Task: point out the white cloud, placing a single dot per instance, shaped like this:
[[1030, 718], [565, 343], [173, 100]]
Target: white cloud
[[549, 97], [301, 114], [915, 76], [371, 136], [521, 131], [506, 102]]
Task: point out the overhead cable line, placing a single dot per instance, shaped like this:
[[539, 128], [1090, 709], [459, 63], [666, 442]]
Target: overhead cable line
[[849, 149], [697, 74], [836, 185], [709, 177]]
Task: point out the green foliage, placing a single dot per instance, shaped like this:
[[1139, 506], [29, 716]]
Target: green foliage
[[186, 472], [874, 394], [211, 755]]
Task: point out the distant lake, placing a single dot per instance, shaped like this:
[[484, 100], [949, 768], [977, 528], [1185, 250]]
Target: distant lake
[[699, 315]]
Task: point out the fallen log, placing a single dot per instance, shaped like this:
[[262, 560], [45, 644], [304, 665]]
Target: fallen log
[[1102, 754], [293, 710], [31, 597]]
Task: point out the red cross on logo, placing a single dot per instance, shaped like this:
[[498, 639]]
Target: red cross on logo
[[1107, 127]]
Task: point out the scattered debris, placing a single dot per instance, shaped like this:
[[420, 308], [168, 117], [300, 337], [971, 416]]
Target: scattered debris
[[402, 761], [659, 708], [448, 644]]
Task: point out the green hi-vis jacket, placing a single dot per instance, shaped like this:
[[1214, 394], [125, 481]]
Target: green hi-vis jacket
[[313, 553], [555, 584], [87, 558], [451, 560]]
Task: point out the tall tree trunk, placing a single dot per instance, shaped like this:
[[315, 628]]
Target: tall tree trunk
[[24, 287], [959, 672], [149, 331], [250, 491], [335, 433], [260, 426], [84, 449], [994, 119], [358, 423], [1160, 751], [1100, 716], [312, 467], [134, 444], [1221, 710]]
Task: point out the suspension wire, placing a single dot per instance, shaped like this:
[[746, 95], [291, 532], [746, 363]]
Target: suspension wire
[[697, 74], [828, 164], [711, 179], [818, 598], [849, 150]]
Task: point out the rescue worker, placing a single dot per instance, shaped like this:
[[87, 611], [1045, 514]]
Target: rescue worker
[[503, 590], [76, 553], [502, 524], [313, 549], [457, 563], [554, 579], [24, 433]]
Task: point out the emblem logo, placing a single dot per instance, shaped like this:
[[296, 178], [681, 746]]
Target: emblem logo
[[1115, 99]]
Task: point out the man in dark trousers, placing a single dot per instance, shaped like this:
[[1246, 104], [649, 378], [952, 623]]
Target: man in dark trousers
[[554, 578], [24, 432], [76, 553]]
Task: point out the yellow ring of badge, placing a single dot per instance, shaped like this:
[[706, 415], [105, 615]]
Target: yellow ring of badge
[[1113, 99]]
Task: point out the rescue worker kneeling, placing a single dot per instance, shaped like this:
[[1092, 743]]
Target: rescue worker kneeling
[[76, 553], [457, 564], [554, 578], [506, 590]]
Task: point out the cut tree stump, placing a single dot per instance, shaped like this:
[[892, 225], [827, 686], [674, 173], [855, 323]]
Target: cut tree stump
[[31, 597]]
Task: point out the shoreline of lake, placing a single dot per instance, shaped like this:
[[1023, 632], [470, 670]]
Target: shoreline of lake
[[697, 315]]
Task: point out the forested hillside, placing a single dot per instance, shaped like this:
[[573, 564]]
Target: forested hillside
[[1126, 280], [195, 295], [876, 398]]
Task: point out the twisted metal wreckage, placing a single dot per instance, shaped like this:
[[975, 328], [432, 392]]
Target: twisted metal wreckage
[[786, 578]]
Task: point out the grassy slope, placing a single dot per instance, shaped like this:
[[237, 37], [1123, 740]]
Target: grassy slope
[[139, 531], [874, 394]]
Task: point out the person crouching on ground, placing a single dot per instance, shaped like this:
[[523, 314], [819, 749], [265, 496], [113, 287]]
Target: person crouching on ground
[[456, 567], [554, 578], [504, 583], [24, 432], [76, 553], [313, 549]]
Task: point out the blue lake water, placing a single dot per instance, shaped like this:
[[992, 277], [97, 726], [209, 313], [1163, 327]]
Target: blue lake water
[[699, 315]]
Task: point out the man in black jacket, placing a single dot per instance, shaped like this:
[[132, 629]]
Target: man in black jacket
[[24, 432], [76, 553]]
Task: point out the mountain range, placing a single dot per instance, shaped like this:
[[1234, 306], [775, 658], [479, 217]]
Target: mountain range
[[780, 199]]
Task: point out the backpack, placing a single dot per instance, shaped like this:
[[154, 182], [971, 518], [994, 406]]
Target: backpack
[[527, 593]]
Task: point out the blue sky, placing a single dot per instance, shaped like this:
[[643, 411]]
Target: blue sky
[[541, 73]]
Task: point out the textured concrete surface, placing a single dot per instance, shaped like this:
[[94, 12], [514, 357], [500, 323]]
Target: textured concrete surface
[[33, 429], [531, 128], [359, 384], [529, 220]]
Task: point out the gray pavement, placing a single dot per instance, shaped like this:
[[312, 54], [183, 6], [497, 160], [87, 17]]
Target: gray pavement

***

=== WHAT YOU SHOULD DO ===
Copy out the records above, from their start through the line that contains "579], [24, 433]]", with both ends included and every line unchanged.

=== EXERCISE ANSWER ===
Task: point out the white cloud, placing a single dot per instance, shaped like this:
[[1030, 718], [565, 343], [173, 100]]
Target: white cloud
[[549, 97], [301, 114], [915, 76], [371, 136], [521, 131], [506, 102]]
Task: point out the overhead cable line, placing a single dot per instance, shaped like this:
[[539, 128], [1090, 709], [459, 63], [666, 442]]
Target: overhead cable line
[[849, 149], [697, 74], [836, 185], [709, 177]]
Task: point out the green foliage, placing a single dot per instance, shaped like this:
[[1139, 506], [29, 716]]
Target: green foliage
[[186, 472], [874, 394], [211, 755]]
Task: point out the distant lake, placing a single dot per instance, shaped like this:
[[484, 100], [949, 768], [977, 528], [1185, 250]]
Target: distant lake
[[699, 315]]
Task: point out the fallen log, placing a single dot per instance, shaped like this:
[[262, 560], [45, 644], [304, 665]]
Target: fallen log
[[1102, 754], [293, 710], [31, 597]]
Task: point out the red cross on logo, placing a single dot per instance, shaped like this:
[[498, 639]]
Target: red cross on logo
[[1107, 127]]
Task: point out the scattered debris, placing a single dot per instance, shaped like this:
[[420, 308], [168, 117], [300, 337], [971, 416]]
Target: scattered debris
[[402, 761], [659, 708], [448, 644]]
Task: point out the green hi-vis jacket, placing a single dot per instance, shaped like this:
[[1214, 394], [125, 481]]
Target: green hi-vis jacket
[[313, 553], [555, 584], [87, 558], [451, 560]]
Task: point out the tall tree trunk, placing a single dot per instance, shaped like this:
[[315, 628]]
Target: tall tree trunk
[[24, 287], [959, 672], [149, 331], [250, 491], [335, 433], [260, 426], [84, 449], [994, 119], [358, 423], [1160, 751], [1100, 716], [312, 467], [134, 444], [1221, 710]]
Task: point out the suspension wire, placing a single dot per instance, shaped like this:
[[746, 95], [291, 532], [746, 363]]
Target: suspension wire
[[697, 74], [828, 164], [711, 179], [818, 598], [849, 150]]
Task: point out the rescue worker, placing a single dot per instance, shaped like this:
[[87, 611], [1045, 514]]
Target: rescue worker
[[503, 590], [76, 553], [502, 524], [313, 549], [457, 563], [554, 579], [24, 433]]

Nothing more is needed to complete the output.